Segment Start: Text shown

Wednesday, July 28, 2010

Retail Therapy

I never understood the concept of retail therapy. Like most, I would splurge in some consumerism and acquire things, most of it useful. I very rarely did it to feel relief or a change in mood.
Since this accident, I have engaged in emotional buying at a frequent rate. Since my immobility issues, and photosensitive due to the MRSA antibiotic I am on, the internet has quickly become my medium of consumerism. And consume I have. Clothes, books, makeup, shoes. There is a certain gamble in online shopping that any thrill seeker may like. Will it fit, is it true to colour or size measurement, will I like it, is it worth what it cost, will it get lost in the mail, will I have to pay duty - these are all questions to consider.
The plus has been finding an entire community of online shops, businesses and communities across the country. I found the online handmade community of Etsy, which quickly became a favourite. I found a store in Vancouver which chooses clothing based on how sustainable and environmentally responsible the maker is, and which carries some beautiful labels. I purged my closet and began buying new clothes and shoes, pretty things that I would wear and use to create the new me that has come out alive from the last 10 months. Each time I felt sad or down, I clicked on to my new world and would get lost in online stores, communities and blogs. The days confined to the house became filled with time online discovering new communities and places around the world. From retail therapy I discovered Twitter and the handmade lifestyle community which exists to change consumerism into mindful, community supporting purchasing. I've discovered writing classes, career coaches, life coaches, building one's own economy. The discoveries are endless. I became a part of a community that for 21 days, wrote 800 words and practiced yoga 5 days a week - the 21.5.800 community. I've attended online writing workshops, heard some pretty fascinating people speak on all sorts of topics, and rediscovered yoga as a means to enhance my physical recovery. The writing has helped calm my mind - it has given me a place to vomit all my angst and grief regarding my situation into cyberspace. And I haven't covered said topics yet. This blog has been an ongoing project. I want to turn into something that can help others who suffer the misfortune of a life crippling accident. I discovered Chris Guillebreau who has a quest to see all the countries in the world by the time he's 35. I discovered Bindu Wiles who founded 21.5.800 and who is holding a more in depth writing course in August, the Diamond Cutters series. I discovered Danielle LaPorte who is a lifestyle and entrepreneur coach, who thinks big ideas and helps others realize theirs. These are all people who embraced their strengths, dreams and passions and made a lifestyle, a sustainable self-supporting career out of simply being themselves. And because most of it is based on-line, they can do it from anywhere, from Paris to Ecuador, From Tursikstan to Cancun. I have such lifestyle envy! If surviving was a business, I would have the market cornered, believe me.

Segment End: Text shown

Brief 1:
Set down, word for word, the stretch of the retail therapy blog post from "Wednesday, July 28, 2010" through "questions to consider.".
Brief 2:
Take the retail therapy blog post further, beginning right after its last sentence.

Segment Start: Dataset content

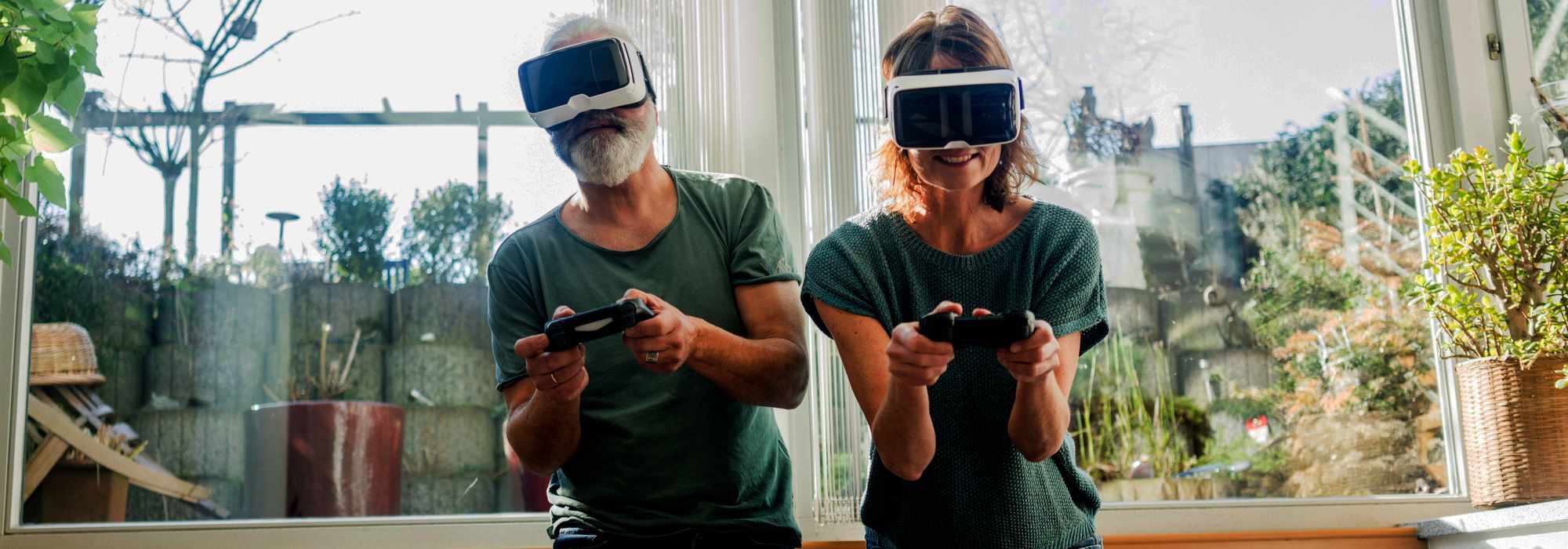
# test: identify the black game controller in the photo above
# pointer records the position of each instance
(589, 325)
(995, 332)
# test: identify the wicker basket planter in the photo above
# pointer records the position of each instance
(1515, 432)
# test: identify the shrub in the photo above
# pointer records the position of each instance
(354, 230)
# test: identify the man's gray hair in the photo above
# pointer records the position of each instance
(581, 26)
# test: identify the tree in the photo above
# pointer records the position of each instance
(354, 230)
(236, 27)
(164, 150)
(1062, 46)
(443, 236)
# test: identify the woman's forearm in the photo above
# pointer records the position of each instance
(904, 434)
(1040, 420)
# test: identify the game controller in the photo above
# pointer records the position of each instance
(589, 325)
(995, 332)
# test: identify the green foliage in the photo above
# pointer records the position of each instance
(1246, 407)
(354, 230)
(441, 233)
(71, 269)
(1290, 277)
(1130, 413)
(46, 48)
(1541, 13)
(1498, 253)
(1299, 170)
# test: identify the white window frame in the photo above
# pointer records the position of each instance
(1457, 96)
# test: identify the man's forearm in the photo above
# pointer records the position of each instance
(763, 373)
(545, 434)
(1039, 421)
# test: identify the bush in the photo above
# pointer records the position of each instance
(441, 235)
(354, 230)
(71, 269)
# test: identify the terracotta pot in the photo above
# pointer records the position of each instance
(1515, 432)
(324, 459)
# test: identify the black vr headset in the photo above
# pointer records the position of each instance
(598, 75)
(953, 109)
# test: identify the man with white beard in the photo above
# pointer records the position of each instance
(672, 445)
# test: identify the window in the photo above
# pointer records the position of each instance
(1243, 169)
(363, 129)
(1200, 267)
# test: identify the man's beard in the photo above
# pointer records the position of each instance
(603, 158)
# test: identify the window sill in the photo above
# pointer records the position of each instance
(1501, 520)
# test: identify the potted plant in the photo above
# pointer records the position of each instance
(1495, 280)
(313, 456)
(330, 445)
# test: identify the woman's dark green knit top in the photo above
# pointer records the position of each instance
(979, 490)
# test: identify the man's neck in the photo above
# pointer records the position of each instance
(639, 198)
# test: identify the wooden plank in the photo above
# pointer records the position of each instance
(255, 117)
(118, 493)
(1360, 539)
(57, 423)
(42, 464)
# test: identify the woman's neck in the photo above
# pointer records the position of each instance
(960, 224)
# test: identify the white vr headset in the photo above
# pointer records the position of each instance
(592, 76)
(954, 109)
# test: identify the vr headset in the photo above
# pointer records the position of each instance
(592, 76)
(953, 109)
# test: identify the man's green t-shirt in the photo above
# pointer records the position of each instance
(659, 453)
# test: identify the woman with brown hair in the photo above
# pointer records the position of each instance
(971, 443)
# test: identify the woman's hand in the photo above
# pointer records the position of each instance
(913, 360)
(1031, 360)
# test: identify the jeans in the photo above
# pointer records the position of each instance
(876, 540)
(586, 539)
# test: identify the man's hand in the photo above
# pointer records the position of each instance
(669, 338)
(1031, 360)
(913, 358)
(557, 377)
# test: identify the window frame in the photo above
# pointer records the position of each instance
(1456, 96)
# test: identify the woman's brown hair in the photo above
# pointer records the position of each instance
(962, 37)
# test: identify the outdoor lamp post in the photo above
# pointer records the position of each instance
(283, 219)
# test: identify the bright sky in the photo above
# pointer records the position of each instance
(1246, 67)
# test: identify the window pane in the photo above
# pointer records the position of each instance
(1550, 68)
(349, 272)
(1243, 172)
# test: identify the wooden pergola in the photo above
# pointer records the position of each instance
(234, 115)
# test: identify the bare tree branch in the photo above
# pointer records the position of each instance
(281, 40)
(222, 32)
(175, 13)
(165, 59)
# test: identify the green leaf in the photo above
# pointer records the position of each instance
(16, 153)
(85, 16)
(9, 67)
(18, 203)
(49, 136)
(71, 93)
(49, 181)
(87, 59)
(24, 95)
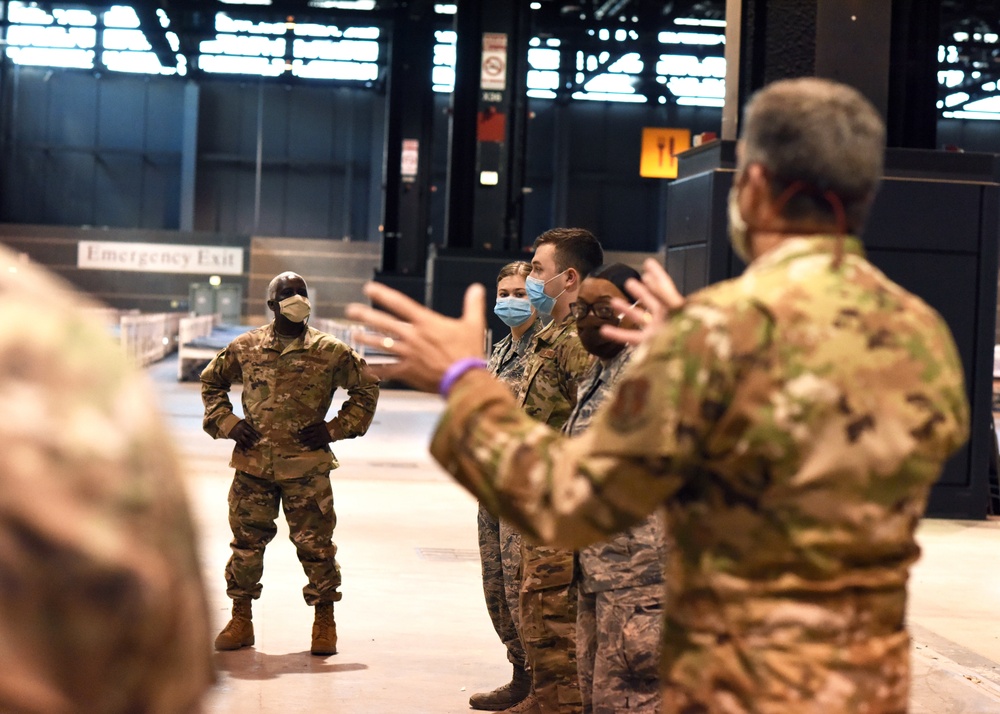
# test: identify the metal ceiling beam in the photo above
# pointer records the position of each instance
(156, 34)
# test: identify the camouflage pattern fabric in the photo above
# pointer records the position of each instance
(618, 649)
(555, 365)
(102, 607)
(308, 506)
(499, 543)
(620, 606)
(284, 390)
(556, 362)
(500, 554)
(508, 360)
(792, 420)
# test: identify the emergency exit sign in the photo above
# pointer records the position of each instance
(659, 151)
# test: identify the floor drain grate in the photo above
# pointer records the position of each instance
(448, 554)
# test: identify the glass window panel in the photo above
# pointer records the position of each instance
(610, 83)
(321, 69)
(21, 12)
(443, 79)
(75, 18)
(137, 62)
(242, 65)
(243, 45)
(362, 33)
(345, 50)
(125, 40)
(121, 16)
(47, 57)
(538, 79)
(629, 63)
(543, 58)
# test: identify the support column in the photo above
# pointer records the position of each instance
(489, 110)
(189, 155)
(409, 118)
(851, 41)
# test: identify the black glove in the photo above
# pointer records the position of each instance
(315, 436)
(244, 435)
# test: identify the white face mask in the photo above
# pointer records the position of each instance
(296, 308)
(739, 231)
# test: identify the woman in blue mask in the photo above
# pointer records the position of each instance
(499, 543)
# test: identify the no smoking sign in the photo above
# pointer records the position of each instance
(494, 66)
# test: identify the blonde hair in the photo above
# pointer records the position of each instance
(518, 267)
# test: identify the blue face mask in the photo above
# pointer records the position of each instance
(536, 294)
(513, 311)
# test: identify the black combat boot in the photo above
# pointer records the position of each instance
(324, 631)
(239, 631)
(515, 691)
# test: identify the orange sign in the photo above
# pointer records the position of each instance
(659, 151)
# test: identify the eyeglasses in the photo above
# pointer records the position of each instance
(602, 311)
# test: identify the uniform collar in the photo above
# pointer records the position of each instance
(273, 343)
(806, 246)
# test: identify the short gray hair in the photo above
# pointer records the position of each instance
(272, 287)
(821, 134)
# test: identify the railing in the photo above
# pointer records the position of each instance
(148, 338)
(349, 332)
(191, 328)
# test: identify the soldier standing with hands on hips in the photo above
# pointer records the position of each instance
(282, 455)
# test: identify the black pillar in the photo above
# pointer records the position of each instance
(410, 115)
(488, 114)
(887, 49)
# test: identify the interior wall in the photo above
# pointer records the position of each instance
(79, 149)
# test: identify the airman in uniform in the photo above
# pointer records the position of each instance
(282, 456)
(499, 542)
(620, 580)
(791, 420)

Segment End: Dataset content
Segment Start: Dataset content

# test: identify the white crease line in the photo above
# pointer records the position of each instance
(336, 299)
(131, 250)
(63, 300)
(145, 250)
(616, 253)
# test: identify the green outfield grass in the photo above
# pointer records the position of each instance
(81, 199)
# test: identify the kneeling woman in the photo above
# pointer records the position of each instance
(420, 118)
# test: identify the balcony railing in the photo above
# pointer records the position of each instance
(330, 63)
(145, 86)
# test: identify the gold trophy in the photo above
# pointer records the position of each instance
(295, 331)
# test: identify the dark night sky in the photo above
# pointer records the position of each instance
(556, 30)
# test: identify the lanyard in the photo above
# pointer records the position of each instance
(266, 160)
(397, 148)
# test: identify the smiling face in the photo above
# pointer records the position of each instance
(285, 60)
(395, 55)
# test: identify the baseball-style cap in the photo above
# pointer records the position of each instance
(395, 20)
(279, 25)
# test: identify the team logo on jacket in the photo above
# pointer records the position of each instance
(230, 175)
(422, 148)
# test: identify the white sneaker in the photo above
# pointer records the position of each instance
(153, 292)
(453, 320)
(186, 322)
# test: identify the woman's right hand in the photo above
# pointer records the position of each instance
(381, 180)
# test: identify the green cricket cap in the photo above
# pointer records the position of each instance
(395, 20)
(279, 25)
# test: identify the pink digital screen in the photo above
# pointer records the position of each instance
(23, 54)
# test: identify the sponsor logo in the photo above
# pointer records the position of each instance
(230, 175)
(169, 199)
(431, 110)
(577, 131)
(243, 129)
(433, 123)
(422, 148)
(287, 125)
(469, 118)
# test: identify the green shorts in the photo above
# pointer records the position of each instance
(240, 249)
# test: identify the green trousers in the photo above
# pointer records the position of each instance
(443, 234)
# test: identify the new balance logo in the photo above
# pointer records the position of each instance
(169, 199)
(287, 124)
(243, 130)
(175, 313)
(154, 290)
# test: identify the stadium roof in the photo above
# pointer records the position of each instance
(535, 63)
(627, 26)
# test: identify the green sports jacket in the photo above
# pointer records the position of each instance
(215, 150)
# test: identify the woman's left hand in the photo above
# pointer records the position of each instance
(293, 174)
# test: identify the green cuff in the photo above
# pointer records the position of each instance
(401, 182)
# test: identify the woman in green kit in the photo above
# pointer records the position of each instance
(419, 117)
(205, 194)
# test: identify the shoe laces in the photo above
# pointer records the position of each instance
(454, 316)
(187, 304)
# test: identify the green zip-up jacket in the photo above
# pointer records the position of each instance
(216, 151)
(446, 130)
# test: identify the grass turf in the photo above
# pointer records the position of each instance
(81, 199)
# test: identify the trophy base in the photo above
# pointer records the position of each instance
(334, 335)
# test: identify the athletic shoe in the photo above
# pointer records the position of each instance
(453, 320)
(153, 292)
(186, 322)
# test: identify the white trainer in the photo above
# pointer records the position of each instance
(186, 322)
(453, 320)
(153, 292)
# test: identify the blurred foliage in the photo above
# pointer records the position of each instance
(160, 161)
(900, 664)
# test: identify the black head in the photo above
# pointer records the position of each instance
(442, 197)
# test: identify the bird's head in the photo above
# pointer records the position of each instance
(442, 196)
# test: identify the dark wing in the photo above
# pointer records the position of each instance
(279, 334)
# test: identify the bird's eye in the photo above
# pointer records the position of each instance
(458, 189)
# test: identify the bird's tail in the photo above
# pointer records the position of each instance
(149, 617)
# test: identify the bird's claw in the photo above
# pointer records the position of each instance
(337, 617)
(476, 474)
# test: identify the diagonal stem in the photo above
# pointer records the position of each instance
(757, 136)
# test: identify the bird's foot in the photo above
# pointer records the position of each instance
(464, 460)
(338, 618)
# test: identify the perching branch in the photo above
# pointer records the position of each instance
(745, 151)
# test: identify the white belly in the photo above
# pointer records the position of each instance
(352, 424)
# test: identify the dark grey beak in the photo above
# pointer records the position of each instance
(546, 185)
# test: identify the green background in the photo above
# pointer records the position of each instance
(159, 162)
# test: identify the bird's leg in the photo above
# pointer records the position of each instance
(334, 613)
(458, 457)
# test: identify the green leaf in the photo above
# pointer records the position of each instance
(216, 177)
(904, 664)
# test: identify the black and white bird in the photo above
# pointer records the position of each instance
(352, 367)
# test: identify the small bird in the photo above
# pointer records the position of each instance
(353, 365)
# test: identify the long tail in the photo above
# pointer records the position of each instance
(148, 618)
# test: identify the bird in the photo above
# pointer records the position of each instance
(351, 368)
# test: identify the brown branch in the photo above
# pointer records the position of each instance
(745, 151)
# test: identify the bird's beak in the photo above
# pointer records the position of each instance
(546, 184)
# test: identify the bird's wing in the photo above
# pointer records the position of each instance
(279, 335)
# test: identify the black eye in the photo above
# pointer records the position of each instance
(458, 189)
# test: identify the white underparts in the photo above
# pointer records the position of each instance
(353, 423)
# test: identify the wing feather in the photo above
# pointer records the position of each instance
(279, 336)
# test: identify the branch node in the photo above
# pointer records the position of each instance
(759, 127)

Segment End: Dataset content

Result 1:
Wednesday, July 28, 2010

Retail Therapy

I never understood the concept of retail therapy. Like most, I would splurge in some consumerism and acquire things, most of it useful. I very rarely did it to feel relief or a change in mood.
Since this accident, I have engaged in emotional buying at a frequent rate. Since my immobility issues, and photosensitive due to the MRSA antibiotic I am on, the internet has quickly become my medium of consumerism. And consume I have. Clothes, books, makeup, shoes. There is a certain gamble in online shopping that any thrill seeker may like. Will it fit, is it true to colour or size measurement, will I like it, is it worth what it cost, will it get lost in the mail, will I have to pay duty - these are all questions to consider.

Result 2:
While my shopping needs to stop less I bankrupt myself for therapeutic bamboo derived material, my discoveries online need to go on. Somehow I've managed to tap into something that interests me, keeps me motivated to get out of bed, keeps me positive, something which is much more sustainable than a nice dress or sassy underwear. I am trying to salvage something out of the ashes of my former existence. The person I knew is gone, and I live each day with a ghost of my former self. This shadow of self, while still a part of me, is gone, and no amount of crying and mourning will bring her back. Her dreams of MSF are gone and while it kills me to type or read those words, I have to accept the notion. So if retail therapy has been the catalyst to spiritual and self therapy, well, then this is money well spent. Ten years from now, the money will be forgotten but the effect this accident has ultimately had on my psyche could still be felt and still be resonating. I cannot allow myself to be swallowed up in grief. I am still young. There is still time to achieve my dreams. But in a different way. It begins here, in the stillness of the moment.